* begin Excerpt provided *
Skip to content

oracle-devrel/distributed-multi-node-model-training

Repository files navigation

Using Parallelism to Run Deep Neural Network Training

By utilizing powerful NVIDIA GPUs and techniques like data parallelism, you can train your custom AI models faster.

Using multiple GPUs on a single node offers a performance boost, hardware limitations might restrict the number of available GPUs. To overcome this, we can leverage distributed training across multiple OCI instances here we have 2 nodes connected over a network.

This is where parallelism comes in. Parallelism involves breaking down the computation into smaller parts that can be executed simultaneously on different computing resources. The two most common are data parallelism and model parallelism

Data parallelism

Data parallelism involves replicating the model across multiple devices (usually multiple GPUs) and then dividing the training data into subsets, with each device processing a different subset of the data. During the forward and backward passes, each device calculates the gradients independently and then communicates the gradients to the other devices. The gradients are then averaged, and the model is updated accordingly. This method is useful to speed up training, as we can process more data in parallel.
* end Excerpt provided *
§ Set problem A: How would you put this sentence from the page on distributed model training into Spanish: "The gradients are then averaged, and the model is updated accordingly."
* begin Input data *
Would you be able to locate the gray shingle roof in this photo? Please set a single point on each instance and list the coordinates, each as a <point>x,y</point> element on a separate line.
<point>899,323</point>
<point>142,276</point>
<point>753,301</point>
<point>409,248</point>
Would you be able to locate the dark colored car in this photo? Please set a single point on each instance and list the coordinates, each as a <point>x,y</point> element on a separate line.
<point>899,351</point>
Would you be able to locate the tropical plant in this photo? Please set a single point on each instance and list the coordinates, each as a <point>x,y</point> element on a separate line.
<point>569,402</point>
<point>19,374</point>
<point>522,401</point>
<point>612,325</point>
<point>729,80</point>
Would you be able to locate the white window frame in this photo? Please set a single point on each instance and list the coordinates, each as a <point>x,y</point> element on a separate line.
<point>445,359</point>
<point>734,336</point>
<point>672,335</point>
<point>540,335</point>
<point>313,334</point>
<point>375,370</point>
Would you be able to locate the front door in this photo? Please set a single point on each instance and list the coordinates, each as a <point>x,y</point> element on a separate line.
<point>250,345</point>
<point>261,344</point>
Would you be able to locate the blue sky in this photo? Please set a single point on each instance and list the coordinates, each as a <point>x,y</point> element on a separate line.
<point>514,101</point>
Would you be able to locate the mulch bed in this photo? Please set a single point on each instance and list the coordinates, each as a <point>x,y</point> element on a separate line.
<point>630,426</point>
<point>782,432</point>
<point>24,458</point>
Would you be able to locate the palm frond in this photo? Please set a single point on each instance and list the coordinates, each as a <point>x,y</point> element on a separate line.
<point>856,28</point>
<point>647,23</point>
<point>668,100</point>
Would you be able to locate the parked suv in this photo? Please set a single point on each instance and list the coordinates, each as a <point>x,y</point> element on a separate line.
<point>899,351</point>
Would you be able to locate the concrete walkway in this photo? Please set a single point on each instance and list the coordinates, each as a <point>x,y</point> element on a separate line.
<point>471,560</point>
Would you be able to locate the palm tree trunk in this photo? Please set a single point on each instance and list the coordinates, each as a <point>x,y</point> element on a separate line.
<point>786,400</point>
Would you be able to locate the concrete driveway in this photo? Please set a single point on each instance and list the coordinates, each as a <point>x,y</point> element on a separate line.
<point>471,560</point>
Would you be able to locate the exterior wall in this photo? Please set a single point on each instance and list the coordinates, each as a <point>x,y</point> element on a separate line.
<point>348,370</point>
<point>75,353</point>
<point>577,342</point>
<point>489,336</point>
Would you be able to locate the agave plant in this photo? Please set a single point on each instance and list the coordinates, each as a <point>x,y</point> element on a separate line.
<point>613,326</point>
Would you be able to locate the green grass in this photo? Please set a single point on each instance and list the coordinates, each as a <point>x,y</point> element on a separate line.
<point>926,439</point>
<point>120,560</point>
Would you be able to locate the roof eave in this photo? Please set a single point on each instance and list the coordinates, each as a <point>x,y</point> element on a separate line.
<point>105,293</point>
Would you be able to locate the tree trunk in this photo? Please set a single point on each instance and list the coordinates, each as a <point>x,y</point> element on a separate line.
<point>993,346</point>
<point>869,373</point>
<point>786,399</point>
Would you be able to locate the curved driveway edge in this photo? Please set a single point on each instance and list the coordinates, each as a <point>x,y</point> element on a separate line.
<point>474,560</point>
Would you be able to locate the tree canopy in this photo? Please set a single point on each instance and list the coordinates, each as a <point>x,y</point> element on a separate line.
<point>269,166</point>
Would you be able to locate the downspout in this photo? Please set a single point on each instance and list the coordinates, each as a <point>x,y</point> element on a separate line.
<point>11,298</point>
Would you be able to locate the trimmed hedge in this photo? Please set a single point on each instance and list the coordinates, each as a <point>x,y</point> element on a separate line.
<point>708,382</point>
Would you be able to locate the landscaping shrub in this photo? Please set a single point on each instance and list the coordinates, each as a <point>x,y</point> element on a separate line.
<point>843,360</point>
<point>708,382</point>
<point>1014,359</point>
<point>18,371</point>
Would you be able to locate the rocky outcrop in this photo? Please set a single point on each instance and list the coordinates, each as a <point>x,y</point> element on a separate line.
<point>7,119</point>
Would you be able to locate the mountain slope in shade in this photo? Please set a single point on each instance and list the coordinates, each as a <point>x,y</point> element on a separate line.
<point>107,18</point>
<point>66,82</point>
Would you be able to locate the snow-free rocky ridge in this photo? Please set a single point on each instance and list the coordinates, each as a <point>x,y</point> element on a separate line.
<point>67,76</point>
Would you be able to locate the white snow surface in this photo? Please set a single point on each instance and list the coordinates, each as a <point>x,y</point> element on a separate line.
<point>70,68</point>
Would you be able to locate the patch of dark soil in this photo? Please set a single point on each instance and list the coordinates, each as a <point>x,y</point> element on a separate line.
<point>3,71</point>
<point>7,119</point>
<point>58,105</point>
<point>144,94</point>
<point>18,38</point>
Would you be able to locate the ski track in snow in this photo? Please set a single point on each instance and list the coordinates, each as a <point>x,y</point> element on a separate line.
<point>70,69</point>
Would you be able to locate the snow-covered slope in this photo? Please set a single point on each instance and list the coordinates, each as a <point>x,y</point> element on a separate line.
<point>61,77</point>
* end Input data *
§ Set problem B: Print the part of the rows that opens with the line containing "Would you be able to locate the dark" and closes with the line containing "<point>261,344</point>", with both of those lines included.

§ Result A: Luego se promedian los gradientes y el modelo se actualiza en consecuencia.

§ Result B:
Would you be able to locate the dark colored car in this photo? Please set a single point on each instance and list the coordinates, each as a <point>x,y</point> element on a separate line.
<point>899,351</point>
Would you be able to locate the tropical plant in this photo? Please set a single point on each instance and list the coordinates, each as a <point>x,y</point> element on a separate line.
<point>569,402</point>
<point>19,374</point>
<point>522,401</point>
<point>612,325</point>
<point>729,80</point>
Would you be able to locate the white window frame in this photo? Please set a single point on each instance and list the coordinates, each as a <point>x,y</point> element on a separate line.
<point>445,359</point>
<point>734,336</point>
<point>672,335</point>
<point>540,335</point>
<point>313,334</point>
<point>375,370</point>
Would you be able to locate the front door in this photo? Please set a single point on each instance and list the coordinates, each as a <point>x,y</point> element on a separate line.
<point>250,345</point>
<point>261,344</point>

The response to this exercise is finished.